# TASKS TO COMPLETE
• A. Write out the Druid Router issue report word for word, from "You are viewing" to "for that matter.".
• B. Resume the issue report about the Druid router failing to discover brokers, picking up after its last sentence.

You are viewing a plain text version of this content. The canonical link for it is here.
Posted to commits@druid.apache.org by GitBox <gi...@apache.org> on 2020/04/04 23:24:11 UTC

[GitHub] [druid] afire007 opened a new issue #9619: Druid Router unable to Discovery Broker Services

afire007 opened a new issue #9619: Druid Router unable to Discovery Broker Services
URL: https://github.com/apache/druid/issues/9619
 
 
   **Description:**  When hosting the druid router service within a docker swarm cluster and connecting it to my 3 node zookeeper quorum the router service is unable to discover any brokers on the druid/broker service path in zookeeper.  Ive validated that the coordinator service is able to discover all services, however the router service is unable to identify the broker services or any service for that matter.

# MATERIAL
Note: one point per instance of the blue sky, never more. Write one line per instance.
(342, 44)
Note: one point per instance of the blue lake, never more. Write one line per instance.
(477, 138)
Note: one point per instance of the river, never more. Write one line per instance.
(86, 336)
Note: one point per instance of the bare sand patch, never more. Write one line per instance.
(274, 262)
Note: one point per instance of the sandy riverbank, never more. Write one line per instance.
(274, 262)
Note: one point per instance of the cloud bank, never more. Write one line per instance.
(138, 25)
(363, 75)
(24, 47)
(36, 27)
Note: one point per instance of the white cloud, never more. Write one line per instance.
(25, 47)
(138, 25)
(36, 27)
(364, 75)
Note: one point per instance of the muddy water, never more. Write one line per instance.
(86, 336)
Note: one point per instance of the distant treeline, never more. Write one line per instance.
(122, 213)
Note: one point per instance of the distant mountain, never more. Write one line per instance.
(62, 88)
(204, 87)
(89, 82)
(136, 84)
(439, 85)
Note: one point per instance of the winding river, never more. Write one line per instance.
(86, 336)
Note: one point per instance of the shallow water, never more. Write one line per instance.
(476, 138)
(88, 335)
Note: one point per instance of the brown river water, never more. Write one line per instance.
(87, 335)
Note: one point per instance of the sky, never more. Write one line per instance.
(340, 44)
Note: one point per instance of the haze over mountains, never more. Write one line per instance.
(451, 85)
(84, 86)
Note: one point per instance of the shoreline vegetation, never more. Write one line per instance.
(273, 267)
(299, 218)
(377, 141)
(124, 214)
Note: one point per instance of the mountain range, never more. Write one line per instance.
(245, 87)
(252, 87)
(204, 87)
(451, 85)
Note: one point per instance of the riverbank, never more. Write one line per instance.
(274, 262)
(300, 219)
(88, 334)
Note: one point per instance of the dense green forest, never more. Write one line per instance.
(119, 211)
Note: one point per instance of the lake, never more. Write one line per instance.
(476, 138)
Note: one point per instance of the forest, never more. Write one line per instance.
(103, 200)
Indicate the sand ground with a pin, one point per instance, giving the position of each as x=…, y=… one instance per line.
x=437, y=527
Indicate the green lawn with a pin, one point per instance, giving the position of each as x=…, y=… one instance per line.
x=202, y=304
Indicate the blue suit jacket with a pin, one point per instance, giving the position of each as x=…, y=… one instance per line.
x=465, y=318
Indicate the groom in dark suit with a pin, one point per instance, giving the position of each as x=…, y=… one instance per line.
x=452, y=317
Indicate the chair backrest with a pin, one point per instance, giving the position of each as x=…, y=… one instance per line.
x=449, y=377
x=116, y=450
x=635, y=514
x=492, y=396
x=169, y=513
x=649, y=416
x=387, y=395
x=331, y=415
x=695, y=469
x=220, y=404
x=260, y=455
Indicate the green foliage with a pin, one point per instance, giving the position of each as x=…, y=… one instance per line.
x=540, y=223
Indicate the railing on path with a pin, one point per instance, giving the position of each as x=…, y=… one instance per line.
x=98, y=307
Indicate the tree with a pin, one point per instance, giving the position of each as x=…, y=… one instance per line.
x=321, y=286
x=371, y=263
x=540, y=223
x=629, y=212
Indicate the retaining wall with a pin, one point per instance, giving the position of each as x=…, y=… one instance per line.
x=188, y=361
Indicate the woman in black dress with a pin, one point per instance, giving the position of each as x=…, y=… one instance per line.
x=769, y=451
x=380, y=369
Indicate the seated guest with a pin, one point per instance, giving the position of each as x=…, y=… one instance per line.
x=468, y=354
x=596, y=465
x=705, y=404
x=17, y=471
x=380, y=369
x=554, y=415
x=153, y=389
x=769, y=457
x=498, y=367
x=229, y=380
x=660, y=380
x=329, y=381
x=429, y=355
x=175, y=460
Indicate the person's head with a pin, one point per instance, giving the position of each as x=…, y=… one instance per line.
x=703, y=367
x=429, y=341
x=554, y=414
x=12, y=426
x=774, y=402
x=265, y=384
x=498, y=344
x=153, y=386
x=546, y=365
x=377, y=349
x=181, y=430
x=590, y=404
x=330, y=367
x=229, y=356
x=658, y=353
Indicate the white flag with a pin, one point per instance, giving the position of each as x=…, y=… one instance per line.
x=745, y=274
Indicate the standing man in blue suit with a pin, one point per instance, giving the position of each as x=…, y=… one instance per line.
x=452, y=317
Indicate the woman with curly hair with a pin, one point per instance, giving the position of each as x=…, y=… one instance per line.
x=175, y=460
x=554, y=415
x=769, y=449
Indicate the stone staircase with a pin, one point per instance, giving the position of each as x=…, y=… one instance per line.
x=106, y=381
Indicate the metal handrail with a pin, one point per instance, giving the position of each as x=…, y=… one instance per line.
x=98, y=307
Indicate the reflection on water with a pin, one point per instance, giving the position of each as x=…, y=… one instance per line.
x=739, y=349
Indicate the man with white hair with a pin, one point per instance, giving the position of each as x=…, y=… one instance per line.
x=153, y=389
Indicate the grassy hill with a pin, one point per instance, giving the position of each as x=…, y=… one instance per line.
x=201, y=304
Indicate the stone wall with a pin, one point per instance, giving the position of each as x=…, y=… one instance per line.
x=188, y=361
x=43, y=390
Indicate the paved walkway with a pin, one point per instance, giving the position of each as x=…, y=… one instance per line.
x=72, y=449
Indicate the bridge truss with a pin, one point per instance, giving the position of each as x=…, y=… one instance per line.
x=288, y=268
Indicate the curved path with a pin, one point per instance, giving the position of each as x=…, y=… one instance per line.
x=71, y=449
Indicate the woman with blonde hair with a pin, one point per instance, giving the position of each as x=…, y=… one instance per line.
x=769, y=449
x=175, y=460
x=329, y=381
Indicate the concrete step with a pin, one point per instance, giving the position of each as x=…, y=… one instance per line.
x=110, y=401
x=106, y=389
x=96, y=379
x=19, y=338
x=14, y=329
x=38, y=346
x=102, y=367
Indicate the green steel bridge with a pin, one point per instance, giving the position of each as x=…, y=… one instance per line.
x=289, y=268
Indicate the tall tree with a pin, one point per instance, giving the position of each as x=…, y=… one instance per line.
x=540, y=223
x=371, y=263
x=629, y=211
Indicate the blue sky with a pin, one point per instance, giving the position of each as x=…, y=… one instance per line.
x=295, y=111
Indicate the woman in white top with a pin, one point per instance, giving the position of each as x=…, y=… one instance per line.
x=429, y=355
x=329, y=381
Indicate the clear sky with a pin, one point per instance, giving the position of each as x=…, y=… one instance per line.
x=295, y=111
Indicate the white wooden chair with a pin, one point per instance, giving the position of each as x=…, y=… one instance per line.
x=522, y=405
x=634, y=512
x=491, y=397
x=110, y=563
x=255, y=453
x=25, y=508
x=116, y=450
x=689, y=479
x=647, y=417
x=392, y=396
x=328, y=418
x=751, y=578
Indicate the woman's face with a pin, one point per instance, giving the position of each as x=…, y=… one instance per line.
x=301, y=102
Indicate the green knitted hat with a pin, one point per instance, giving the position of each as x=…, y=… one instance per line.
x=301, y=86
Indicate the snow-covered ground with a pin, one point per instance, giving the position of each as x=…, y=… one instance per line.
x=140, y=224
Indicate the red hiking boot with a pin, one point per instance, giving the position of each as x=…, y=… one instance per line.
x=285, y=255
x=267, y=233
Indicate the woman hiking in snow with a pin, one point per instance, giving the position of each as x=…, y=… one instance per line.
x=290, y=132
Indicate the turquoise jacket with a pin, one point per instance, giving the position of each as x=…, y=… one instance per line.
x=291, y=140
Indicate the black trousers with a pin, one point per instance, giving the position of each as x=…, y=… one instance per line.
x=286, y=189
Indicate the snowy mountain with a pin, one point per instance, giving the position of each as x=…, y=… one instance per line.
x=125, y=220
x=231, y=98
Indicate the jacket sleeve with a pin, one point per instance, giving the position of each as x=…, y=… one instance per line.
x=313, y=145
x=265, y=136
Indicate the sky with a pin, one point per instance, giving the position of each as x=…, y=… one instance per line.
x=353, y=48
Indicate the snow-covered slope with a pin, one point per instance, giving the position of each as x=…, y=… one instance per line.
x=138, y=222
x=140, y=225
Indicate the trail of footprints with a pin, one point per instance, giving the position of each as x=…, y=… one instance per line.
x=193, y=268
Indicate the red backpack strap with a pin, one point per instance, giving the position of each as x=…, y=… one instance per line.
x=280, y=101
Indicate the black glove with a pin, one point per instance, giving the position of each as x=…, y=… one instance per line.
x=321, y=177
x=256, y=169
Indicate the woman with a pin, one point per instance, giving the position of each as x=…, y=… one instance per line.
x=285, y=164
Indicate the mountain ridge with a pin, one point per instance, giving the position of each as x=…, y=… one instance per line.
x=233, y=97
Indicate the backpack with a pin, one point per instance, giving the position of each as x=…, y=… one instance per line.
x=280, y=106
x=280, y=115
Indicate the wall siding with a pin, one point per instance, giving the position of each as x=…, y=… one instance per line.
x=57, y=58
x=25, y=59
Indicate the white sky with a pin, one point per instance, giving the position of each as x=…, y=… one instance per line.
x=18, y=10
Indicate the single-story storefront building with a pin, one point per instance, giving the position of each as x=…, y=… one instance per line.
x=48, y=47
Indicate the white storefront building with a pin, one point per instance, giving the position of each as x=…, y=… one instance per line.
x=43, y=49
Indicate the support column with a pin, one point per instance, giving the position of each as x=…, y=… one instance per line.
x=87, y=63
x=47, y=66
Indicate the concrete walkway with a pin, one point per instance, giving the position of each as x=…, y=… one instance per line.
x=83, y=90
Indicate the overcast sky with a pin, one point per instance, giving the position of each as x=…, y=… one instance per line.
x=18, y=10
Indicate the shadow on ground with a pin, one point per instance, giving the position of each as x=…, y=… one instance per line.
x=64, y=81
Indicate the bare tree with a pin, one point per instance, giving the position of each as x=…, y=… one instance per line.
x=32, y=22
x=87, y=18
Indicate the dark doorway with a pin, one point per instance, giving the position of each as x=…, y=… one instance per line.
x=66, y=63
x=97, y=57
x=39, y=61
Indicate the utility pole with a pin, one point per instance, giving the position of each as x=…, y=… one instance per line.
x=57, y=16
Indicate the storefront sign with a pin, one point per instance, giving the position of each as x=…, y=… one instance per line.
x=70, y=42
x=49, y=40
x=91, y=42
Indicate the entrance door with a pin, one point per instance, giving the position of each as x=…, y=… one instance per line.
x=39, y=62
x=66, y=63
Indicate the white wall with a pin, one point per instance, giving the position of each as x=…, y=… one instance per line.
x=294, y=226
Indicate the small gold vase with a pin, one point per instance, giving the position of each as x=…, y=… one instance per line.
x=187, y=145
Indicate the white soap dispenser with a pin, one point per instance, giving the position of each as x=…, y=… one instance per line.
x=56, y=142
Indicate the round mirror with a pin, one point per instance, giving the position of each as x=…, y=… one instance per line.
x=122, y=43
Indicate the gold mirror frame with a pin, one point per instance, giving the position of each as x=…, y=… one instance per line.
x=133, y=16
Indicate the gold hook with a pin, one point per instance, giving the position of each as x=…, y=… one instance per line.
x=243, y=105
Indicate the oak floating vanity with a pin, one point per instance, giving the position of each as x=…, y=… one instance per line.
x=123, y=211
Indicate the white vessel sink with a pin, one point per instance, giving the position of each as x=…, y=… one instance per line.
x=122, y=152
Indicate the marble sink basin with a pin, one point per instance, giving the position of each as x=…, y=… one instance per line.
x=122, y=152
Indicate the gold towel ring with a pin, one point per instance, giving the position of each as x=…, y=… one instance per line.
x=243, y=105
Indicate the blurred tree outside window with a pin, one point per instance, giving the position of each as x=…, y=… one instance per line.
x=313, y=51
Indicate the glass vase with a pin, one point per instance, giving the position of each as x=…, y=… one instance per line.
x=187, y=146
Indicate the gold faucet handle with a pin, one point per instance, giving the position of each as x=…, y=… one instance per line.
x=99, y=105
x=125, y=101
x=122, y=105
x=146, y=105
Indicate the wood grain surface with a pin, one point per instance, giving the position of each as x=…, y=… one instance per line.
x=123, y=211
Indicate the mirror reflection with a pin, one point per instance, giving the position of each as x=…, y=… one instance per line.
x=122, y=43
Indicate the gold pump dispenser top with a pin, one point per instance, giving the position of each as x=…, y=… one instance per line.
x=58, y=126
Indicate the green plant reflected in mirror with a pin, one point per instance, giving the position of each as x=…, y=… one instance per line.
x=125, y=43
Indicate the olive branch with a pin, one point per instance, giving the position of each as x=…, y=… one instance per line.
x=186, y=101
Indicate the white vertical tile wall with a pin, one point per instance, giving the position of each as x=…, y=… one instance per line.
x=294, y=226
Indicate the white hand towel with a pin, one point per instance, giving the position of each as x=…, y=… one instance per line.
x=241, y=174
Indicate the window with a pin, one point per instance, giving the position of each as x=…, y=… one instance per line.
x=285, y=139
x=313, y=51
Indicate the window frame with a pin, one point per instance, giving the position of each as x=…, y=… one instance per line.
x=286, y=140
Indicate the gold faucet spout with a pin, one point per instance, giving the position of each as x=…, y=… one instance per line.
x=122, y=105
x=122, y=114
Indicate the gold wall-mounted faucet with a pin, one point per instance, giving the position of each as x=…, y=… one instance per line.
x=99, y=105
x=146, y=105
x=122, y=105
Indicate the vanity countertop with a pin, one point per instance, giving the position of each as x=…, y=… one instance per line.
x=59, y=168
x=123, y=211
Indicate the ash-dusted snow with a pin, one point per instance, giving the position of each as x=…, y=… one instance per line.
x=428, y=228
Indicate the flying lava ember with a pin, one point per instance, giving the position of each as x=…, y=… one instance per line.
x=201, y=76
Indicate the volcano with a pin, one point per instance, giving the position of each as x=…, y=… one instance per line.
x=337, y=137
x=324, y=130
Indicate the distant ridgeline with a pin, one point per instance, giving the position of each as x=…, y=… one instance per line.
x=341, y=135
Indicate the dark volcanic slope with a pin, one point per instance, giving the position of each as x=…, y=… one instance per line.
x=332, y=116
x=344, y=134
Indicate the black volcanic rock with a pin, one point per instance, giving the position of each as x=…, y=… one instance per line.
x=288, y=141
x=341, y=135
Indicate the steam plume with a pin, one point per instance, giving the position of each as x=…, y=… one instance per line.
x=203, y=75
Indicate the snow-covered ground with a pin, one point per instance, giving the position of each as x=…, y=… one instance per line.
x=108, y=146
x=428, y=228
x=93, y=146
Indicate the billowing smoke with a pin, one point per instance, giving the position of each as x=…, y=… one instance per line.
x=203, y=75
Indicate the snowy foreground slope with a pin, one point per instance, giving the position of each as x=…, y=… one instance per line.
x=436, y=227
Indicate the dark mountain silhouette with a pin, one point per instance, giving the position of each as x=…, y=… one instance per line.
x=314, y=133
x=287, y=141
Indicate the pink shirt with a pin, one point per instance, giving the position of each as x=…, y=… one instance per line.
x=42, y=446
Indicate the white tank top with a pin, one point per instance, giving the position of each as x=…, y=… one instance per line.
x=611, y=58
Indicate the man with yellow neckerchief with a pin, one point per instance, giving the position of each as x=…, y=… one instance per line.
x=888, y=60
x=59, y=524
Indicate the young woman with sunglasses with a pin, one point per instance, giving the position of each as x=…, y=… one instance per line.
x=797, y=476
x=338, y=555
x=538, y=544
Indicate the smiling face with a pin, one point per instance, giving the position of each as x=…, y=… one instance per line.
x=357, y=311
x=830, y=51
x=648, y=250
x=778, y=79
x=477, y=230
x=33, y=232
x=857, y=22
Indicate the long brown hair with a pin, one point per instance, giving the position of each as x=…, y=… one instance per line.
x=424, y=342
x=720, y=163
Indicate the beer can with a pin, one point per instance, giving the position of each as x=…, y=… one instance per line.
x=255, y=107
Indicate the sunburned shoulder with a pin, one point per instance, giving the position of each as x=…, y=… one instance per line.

# ANSWERS GIVEN
• A.
You are viewing a plain text version of this content. The canonical link for it is here.
Posted to commits@druid.apache.org by GitBox <gi...@apache.org> on 2020/04/04 23:24:11 UTC

[GitHub] [druid] afire007 opened a new issue #9619: Druid Router unable to Discovery Broker Services

afire007 opened a new issue #9619: Druid Router unable to Discovery Broker Services
URL: https://github.com/apache/druid/issues/9619
 
 
   **Description:**  When hosting the druid router service within a docker swarm cluster and connecting it to my 3 node zookeeper quorum the router service is unable to discover any brokers on the druid/broker service path in zookeeper.  Ive validated that the coordinator service is able to discover all services, however the router service is unable to identify the broker services or any service for that matter.

• B.
   
   Ive triple checked that there is no firewall between the hosts, and I am able to telnet to both zookeeper, the brokers, and the coordinator from the router docker container within the swarm cluster on the appropriate ports.  
   
   Ive also validated that the coordinator correctly identifies the brokers and all other services, but the router service fails to identify the brokers.  Its even stranger that the coordinator properly identifies the hosts but the router is unable to.  See below coordinator/router endpoints for the cluster configuration they are posting.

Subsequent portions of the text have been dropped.